## Listed entries
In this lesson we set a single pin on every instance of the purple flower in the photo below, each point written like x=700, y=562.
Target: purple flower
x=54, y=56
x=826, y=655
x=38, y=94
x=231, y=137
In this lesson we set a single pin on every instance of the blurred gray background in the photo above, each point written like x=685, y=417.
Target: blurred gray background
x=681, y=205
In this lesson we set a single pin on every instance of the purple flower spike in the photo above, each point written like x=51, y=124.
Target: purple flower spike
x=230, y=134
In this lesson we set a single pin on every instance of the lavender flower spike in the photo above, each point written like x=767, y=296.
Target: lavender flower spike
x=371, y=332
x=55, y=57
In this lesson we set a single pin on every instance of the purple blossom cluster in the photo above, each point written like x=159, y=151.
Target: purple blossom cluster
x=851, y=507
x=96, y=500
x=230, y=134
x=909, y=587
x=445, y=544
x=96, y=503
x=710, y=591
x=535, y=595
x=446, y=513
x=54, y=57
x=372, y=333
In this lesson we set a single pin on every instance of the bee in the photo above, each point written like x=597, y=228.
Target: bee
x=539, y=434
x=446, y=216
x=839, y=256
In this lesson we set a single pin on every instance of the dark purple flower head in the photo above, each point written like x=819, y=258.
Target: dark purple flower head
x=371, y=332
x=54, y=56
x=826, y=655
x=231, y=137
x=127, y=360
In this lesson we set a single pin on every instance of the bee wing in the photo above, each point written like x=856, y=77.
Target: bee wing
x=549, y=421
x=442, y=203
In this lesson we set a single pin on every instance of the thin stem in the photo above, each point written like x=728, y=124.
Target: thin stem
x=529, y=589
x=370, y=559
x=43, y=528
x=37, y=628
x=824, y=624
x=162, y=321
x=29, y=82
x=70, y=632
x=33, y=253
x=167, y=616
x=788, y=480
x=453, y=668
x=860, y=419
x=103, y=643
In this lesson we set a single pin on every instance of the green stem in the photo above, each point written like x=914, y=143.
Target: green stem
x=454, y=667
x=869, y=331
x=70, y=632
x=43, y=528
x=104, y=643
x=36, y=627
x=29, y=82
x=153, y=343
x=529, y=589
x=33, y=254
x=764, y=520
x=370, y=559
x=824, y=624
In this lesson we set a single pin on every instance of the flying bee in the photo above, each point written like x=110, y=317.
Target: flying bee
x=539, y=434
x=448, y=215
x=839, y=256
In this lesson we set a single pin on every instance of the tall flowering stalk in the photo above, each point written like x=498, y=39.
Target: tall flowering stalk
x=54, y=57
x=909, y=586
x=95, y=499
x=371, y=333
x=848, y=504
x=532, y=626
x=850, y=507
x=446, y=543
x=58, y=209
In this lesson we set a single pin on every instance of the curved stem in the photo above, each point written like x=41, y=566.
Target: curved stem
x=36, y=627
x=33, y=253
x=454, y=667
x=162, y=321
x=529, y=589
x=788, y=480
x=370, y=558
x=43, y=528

## Short problem
Reproduce the material exactly, with every line intact.

## Response to the task
In this lesson we set a single pin on every instance of the purple flower in the photo below, each point written like x=700, y=562.
Target: purple flower
x=54, y=56
x=826, y=655
x=38, y=94
x=231, y=137
In this lesson we set a single pin on every instance of the blurred gray background in the photo above, each point written like x=685, y=417.
Target: blurred gray background
x=681, y=205
In this lesson we set a single pin on every instance of the purple flower spike in the photo above, each point written like x=51, y=124.
Target: purple flower spike
x=230, y=134
In this lesson we set a single pin on every instance of the lavender flower spike in the photo above, each point written like x=767, y=296.
Target: lavender flower spike
x=371, y=332
x=55, y=57
In this lesson we set a single pin on every instance of the purple blossom cluster in the photo above, each point written like x=159, y=151.
Target: purple blossom cluster
x=851, y=507
x=96, y=500
x=230, y=134
x=909, y=587
x=445, y=544
x=96, y=503
x=710, y=591
x=535, y=595
x=446, y=513
x=54, y=57
x=372, y=333
In this lesson we set a single pin on every instance of the bee in the photo above, each point written like x=597, y=228.
Target: bee
x=539, y=434
x=446, y=216
x=839, y=256
In this lesson we set a single pin on every instance of the dark purple flower head in the photo above, each point written like x=819, y=258.
Target: dark purple flower head
x=371, y=332
x=54, y=56
x=826, y=655
x=231, y=137
x=127, y=360
In this lesson we set a single pin on every instance of the bee wing in the photo above, each point written like x=856, y=77.
Target: bee wing
x=549, y=421
x=442, y=203
In this lesson we set a single pin on every instance of the thin stem in the photo above, each point written like x=728, y=124.
Target: thin stem
x=529, y=589
x=370, y=559
x=43, y=528
x=37, y=628
x=824, y=624
x=162, y=321
x=29, y=82
x=70, y=632
x=33, y=253
x=167, y=616
x=788, y=480
x=453, y=668
x=860, y=419
x=103, y=643
In this lesson we set a single pin on every instance of the green stem in the photo above, each point written like x=914, y=143.
Target: green stem
x=454, y=667
x=869, y=331
x=70, y=632
x=43, y=528
x=104, y=643
x=36, y=627
x=29, y=82
x=153, y=343
x=529, y=589
x=33, y=254
x=764, y=520
x=370, y=559
x=824, y=624
In this lesson we set a single pin on every instance of the flying bee in the photo above, each point written like x=110, y=317.
Target: flying bee
x=539, y=434
x=448, y=215
x=839, y=256
In this lesson we set a single pin on every instance of the tall flowering stalk in the photo above, each point written like x=498, y=39.
Target: tall flowering stalk
x=54, y=57
x=909, y=586
x=95, y=499
x=371, y=333
x=848, y=504
x=532, y=626
x=850, y=507
x=446, y=543
x=58, y=209
In this lesson we set a single pin on every instance of the curved stem in the photo above, each point written like x=41, y=566.
Target: curved stem
x=36, y=627
x=33, y=253
x=454, y=667
x=162, y=321
x=529, y=589
x=788, y=480
x=370, y=558
x=43, y=528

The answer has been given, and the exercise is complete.